* EXTRAIT FOURNI *

Depuis 2008, des rumeurs font état d’âpres discussions dans les couloirs diplomatiques entre le Cameroun et la France au sujet d’un certain renouvellement des accords de défense passés entre le Cameroun et la France juste avant son accès à l’indépendance officielle. Aujourd’hui, certains observateurs avertis annoncent que Paul Biya n’a pas renouvelé ces accords. Infox ?
En rappel ces accords ont été signés pour la première fois entre le Cameroun et la France le 26 décembre 1959 à Yaoundé. Soit quelques heures avant la proclamation de l'indépendance le 1er janvier de l'année suivante. Des accords signés entre dans un contexte et avec des acteurs curieux. Selon les historiens, les accords de défense entre le Cameroun et la France ont été négociés, côté camerounais, par deux français : Jacques Rousseau et Georges Becquey. C'est à dire que le pays France a négocié avec 2 français, représentant le Cameroun pour statuer sur l'avenir du Cameroun. Une véritable entourloupe.
Et que stipulent donc ces accords confidentiels de défense entre le Cameroun et la France ?
Dans ces accords, en échange de la protection militaire de la France, il est imposé au Cameroun de suivre les quelques indications suivantes :
a) Informer la France de la politique que les politiciens camerounais entendent suivre en ce qui concerne les matières premières et produits stratégiques, ainsi que des « mesures qu'ils se proposent de prendre pour l'exécution de cette politique »
b) Faciliter, au profit des forces armées françaises, le stockage des matières premières et produits stratégiques; et lorsque les intérêts de la défense l'exigent « limiter ou interdire leur exportation à destination d'autres pays »;
c) « Le Cameroun doit réserver en priorité, la vente de ses matières premières et produits stratégiques à la République française, après satisfaction des besoins de sa consommation intérieure, et s'approvisionner en priorité auprès de la France », etc.

Enregistrements de données:
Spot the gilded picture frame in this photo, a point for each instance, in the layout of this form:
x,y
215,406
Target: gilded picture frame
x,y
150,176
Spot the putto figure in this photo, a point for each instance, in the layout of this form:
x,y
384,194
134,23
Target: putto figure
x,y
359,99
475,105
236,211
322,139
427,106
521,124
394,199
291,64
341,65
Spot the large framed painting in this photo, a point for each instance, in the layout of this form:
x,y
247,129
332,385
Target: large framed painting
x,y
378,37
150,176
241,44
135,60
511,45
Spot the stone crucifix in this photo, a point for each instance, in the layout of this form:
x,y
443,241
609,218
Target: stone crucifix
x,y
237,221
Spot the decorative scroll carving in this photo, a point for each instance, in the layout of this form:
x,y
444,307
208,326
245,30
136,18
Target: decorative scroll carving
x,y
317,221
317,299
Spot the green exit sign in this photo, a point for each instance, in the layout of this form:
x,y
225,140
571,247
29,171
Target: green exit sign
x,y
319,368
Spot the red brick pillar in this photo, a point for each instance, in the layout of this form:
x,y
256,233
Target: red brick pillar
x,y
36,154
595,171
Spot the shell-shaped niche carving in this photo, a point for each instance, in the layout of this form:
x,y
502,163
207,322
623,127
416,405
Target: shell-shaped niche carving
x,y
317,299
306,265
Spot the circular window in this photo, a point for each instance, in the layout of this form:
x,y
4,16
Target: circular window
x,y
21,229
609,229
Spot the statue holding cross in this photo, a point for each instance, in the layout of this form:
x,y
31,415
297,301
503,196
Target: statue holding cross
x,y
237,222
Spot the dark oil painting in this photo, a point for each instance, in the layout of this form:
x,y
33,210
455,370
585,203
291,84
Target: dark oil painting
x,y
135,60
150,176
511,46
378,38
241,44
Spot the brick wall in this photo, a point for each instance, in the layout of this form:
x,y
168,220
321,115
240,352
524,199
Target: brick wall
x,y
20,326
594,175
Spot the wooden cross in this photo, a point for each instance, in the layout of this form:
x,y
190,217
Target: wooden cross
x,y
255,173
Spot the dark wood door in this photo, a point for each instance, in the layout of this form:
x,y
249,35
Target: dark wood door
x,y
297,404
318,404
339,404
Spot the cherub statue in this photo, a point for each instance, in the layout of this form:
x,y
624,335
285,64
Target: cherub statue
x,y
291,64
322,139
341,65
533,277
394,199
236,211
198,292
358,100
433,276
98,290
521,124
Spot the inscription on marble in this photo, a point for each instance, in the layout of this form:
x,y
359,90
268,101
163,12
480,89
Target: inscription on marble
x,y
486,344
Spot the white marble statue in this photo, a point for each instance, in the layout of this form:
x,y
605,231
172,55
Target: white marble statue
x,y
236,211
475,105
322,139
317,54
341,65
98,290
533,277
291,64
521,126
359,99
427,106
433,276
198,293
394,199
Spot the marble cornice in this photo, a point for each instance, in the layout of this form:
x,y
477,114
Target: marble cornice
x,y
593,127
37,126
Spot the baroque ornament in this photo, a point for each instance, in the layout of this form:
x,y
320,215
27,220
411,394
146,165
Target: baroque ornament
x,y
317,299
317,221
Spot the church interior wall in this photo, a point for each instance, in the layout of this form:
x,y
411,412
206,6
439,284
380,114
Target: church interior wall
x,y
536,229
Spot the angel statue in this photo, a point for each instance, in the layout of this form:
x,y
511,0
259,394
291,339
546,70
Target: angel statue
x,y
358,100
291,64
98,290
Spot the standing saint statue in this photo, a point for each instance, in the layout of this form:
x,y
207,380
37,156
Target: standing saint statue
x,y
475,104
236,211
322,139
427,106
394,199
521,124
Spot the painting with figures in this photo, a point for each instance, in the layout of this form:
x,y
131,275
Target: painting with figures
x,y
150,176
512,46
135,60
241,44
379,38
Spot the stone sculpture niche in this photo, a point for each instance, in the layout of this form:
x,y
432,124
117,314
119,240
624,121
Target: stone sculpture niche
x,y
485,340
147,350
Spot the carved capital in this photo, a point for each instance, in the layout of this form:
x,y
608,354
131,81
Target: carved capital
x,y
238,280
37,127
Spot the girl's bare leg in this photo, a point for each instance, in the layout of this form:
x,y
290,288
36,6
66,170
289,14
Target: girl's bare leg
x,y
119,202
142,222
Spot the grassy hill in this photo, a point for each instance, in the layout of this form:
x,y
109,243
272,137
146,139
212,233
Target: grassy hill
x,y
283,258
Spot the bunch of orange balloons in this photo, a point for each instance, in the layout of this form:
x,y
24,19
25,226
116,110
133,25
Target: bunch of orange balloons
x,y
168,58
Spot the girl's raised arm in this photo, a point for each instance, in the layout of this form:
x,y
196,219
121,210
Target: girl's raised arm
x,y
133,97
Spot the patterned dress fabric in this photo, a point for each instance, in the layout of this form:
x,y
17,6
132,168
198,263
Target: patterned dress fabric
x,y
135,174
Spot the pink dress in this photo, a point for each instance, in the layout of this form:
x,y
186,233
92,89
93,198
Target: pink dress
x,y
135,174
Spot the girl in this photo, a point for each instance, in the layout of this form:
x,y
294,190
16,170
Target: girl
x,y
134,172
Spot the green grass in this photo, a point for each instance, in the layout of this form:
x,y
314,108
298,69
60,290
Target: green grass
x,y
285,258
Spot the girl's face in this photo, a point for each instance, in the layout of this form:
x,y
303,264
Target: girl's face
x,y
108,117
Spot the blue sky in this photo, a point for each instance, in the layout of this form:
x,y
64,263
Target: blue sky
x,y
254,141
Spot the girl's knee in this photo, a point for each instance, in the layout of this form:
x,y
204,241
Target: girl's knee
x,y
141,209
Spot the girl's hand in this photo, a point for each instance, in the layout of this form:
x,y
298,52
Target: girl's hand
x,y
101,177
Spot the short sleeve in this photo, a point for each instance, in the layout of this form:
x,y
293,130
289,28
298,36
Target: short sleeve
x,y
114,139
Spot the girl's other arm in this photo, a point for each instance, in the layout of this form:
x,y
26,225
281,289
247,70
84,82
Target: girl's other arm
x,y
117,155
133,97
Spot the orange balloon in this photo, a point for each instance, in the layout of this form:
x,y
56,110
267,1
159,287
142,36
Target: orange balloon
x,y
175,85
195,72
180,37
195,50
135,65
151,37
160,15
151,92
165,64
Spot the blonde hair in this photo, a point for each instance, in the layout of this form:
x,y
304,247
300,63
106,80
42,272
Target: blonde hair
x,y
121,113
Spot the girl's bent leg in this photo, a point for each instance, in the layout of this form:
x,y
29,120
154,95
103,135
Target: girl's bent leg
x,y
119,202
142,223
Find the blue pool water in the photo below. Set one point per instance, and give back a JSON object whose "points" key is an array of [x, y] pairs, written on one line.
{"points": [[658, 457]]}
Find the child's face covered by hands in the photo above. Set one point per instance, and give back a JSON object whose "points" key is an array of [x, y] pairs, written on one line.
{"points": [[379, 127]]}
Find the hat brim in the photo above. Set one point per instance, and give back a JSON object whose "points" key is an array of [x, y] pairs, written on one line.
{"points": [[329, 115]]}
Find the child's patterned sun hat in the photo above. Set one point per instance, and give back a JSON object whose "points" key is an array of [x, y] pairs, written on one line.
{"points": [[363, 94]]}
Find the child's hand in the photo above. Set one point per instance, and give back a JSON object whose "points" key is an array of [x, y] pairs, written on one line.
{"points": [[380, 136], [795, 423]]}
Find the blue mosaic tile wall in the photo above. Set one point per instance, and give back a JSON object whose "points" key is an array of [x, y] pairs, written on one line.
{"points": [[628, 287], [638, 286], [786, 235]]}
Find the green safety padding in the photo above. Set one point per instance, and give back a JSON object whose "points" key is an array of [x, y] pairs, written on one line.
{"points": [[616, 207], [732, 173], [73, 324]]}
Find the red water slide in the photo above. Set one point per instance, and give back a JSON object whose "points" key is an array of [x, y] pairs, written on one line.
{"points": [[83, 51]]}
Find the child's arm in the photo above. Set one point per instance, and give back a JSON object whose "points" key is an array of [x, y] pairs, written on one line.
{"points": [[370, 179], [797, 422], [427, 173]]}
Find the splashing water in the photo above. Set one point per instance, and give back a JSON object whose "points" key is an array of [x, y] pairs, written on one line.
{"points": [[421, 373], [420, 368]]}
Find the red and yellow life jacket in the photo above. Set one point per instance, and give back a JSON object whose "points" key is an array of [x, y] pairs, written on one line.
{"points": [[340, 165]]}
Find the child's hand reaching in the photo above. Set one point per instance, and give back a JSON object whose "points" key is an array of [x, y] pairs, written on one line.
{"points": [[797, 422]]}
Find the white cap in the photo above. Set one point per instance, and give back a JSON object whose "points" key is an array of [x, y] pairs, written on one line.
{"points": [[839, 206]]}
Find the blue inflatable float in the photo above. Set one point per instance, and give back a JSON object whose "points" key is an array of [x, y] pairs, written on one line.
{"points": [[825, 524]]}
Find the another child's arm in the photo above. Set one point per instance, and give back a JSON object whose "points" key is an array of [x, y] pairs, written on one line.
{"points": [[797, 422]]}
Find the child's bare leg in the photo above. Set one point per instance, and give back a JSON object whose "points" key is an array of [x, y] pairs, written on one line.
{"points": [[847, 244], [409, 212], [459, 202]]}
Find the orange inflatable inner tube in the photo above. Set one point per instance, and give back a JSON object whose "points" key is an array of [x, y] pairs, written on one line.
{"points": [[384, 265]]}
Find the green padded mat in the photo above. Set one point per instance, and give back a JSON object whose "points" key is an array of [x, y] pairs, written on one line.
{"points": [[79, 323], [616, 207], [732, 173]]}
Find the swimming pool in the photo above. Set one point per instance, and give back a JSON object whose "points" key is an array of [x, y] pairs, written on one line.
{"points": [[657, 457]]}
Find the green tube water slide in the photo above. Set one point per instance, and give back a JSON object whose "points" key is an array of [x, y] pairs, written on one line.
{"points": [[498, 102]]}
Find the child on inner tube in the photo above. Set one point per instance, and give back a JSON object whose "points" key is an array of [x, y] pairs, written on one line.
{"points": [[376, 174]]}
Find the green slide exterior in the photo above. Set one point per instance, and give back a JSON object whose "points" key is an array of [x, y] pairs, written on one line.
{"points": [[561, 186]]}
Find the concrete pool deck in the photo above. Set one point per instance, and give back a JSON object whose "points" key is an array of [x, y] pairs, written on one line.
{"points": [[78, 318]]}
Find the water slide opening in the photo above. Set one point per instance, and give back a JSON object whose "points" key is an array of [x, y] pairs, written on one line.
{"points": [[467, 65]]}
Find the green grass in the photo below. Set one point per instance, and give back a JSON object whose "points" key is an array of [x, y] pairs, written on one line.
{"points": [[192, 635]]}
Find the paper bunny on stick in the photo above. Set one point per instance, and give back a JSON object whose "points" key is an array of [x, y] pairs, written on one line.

* TÂCHES ET EXERCICES *
A - D'après l'extrait sur les accords de défense entre le Cameroun et la France, à quelle date et dans quelle ville ces accords ont-ils été signés pour la première fois ?
B - Rédigez la suite de l'extrait sur les accords de défense entre le Cameroun et la France, en reprenant juste après sa dernière phrase.

* RÉPONSES *
A - Ils ont été signés pour la première fois le 26 décembre 1959 à Yaoundé.

B -
d) Les accords mentionnent une liste de matières premières dites stratégiques qui appartiendront de fait à la France s'ils seront découverts sur le sol camerounais, notamment : les hydrocarbures liquides et gazeux, l'uranium, le thorium, le lithium, le beryllium, l'hélium etc. De peur que dans l'avenir, la science identifie certains minerais qui ne figuraient pas sur la liste, la France a pris soin de signifier que cette liste pouvait encore s'allonger sans trop de complication, en ces termes : « les modifications à cette liste feront l'objet d'échanges de lettres entre les parties contractantes ».
En des mots plus simples, avec ces accords signés par 2 français sous la présidence d’Amadou Ahidjo, en 1960 et renouvelés en 1974, le sous-sol du Cameroun appartient à la France. On comprendra seulement après que même ce qui était au-dessus du sol appartenait aussi à la France, comme les plantations de café et de cacao, d’où le risque de prison pour toute personne qui tentait de couper ces plantes pour les remplacer par quelque chose de plus rentable pour l’alimentation villageoise ou pour l’économie nationale.
Et ce n’est qu’en 2009, après la signature des nouveaux accords que les Camerounais ne risquent plus la prison lorsqu’ils se débarrassent de ces plantations ingrates et inutiles de café, de cacao et de coton. D'après le contenu des nouveaux accords signés par Paul Biya et Nicolas Sarkozy, on peut donc affirmer que l'indépendance du Cameroun ne commence qu'en 2009.
Avec les accords signés en 2009, on va connaître une petite avancée. Le 21 mai 2009, c’est par communiqué de presse que le public est informé de la signature à Yaoundé entre le Président du Cameroun, Paul Biya et le premier ministre français François Fillon d'un accord instituant un "partenariat de défense". C'est un texte composé de 28 articles et d’une annexe, lui-même en 11 articles.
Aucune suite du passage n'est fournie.